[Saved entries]
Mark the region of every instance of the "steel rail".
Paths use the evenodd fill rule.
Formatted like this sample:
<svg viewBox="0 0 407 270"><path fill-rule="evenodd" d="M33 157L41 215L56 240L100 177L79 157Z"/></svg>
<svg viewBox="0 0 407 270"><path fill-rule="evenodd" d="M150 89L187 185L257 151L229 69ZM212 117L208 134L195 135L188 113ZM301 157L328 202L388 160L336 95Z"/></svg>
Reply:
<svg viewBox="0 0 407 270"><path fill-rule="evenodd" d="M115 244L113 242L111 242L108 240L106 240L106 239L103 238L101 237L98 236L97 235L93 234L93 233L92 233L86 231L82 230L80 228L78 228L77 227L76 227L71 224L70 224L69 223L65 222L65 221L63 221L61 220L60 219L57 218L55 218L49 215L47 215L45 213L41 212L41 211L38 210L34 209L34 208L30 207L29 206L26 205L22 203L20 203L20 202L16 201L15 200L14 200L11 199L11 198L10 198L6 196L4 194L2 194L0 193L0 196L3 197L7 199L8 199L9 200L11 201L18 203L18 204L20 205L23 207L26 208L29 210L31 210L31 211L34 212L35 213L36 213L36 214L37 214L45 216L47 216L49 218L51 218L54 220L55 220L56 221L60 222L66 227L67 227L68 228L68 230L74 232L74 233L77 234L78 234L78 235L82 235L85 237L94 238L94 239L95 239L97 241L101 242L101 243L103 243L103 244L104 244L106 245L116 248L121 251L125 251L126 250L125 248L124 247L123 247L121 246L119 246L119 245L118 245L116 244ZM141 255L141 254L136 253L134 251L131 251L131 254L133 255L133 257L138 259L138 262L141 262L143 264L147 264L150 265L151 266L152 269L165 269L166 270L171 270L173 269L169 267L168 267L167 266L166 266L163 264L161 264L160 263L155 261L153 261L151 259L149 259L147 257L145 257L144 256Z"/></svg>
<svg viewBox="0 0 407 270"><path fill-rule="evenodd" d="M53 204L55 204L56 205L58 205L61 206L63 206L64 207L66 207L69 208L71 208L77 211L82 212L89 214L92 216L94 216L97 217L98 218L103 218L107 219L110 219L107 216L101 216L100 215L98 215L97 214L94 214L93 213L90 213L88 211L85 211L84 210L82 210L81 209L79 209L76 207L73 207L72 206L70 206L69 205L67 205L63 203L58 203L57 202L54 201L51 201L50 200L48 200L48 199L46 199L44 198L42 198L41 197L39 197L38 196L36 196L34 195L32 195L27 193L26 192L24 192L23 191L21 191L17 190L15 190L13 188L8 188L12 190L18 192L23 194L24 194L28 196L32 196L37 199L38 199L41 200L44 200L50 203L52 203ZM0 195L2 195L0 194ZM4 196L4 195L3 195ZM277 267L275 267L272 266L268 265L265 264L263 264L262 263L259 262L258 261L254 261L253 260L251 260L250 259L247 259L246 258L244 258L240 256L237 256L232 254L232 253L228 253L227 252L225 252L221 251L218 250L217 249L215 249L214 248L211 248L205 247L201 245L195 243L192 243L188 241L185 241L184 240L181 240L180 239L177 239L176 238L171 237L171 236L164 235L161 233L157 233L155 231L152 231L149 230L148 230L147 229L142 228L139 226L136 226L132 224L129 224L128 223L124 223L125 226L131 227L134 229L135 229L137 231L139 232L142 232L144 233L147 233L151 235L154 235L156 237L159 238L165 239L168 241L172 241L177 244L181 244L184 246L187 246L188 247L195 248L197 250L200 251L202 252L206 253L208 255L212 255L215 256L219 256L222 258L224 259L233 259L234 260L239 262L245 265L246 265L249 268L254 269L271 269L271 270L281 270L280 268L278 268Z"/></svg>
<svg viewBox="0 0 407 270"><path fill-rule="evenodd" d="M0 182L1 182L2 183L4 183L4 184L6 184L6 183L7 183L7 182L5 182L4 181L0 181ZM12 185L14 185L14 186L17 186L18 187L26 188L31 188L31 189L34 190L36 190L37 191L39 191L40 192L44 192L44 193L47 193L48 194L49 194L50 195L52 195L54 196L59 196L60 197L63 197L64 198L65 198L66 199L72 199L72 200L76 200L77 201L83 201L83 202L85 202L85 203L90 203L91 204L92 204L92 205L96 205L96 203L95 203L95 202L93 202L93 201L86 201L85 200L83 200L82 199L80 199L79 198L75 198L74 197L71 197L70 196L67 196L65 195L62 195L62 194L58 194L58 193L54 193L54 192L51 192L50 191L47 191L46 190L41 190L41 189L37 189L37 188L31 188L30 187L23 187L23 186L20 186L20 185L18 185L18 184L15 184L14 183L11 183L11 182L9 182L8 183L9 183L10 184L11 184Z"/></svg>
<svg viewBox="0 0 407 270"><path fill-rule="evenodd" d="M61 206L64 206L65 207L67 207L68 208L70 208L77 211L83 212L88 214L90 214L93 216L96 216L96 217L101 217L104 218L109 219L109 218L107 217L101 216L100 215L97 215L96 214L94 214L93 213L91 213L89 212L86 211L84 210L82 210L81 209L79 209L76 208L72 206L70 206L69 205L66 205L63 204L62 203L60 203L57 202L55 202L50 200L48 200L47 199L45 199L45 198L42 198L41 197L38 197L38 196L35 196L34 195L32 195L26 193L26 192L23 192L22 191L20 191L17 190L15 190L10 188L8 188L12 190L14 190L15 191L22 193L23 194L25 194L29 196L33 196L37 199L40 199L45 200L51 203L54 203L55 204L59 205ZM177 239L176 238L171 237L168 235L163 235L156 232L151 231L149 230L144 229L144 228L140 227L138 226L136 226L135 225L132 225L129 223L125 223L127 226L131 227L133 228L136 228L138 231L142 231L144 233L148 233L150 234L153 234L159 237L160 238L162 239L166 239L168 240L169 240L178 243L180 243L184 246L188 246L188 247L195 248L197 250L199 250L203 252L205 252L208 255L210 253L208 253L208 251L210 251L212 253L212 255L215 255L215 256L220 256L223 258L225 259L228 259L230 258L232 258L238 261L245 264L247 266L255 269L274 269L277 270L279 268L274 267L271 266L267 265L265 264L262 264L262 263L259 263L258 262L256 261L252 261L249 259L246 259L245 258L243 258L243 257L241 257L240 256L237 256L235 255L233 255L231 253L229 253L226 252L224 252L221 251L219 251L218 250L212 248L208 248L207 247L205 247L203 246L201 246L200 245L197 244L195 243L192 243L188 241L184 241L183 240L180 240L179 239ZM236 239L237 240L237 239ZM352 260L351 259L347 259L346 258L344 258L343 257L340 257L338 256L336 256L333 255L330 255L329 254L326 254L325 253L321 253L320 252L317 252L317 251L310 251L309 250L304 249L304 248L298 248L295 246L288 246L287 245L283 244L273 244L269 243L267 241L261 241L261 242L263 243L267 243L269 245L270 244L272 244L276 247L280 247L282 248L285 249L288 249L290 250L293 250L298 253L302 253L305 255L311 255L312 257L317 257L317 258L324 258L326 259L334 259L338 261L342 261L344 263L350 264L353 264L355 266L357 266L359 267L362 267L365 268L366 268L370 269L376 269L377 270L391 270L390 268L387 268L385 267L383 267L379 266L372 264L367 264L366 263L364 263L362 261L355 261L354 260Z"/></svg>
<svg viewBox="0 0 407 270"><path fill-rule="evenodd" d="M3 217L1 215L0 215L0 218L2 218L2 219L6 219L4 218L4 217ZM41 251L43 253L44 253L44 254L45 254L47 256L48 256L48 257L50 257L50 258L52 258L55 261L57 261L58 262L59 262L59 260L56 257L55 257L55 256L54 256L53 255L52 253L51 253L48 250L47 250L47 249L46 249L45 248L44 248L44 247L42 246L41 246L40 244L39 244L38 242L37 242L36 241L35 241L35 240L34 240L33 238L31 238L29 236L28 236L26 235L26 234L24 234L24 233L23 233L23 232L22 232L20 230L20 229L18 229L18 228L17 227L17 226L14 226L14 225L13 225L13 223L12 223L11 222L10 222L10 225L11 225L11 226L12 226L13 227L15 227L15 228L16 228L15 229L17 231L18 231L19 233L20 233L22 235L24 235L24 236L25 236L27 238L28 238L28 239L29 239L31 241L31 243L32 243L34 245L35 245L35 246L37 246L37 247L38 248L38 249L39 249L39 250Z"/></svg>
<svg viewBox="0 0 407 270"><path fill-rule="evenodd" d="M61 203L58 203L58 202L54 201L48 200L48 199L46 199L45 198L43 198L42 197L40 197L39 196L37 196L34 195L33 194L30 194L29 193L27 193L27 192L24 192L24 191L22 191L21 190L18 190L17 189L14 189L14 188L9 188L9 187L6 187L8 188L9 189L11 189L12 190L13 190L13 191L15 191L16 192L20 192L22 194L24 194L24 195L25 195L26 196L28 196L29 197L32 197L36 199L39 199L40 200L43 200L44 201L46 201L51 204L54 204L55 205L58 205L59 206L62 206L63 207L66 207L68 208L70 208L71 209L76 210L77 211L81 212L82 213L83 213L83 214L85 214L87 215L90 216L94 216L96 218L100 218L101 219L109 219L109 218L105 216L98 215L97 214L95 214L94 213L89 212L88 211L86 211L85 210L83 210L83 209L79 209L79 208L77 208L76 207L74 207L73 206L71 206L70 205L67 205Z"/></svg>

EXERCISE TASK: Reproduce the lines above without any change, beginning with the very first line and ending with the line that contains "89L187 185L257 151L229", both included.

REPLY:
Mark the region of every instance of the "steel rail".
Paths use the evenodd fill rule.
Formatted like this sample:
<svg viewBox="0 0 407 270"><path fill-rule="evenodd" d="M33 157L41 215L56 240L100 177L79 157Z"/></svg>
<svg viewBox="0 0 407 270"><path fill-rule="evenodd" d="M150 89L187 185L257 151L229 69ZM212 117L208 134L195 135L188 113ZM301 157L328 202L388 160L336 95Z"/></svg>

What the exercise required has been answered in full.